- [Exercise instructions]
Give back an exact copy of the lines from the start of the material through the line bearing "Detect gabled roof in this picture.". Include both ends and nothing else.

================================

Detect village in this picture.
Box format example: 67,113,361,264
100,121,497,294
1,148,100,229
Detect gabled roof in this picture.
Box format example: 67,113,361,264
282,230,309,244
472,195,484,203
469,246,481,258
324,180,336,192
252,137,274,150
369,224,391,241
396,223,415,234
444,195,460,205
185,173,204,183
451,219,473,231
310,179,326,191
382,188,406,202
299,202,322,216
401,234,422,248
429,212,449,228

================================

- [Expected answer]
Detect village in this picture.
Box format example: 67,113,361,264
100,121,497,294
1,148,100,229
Detect gabled roof in this picture.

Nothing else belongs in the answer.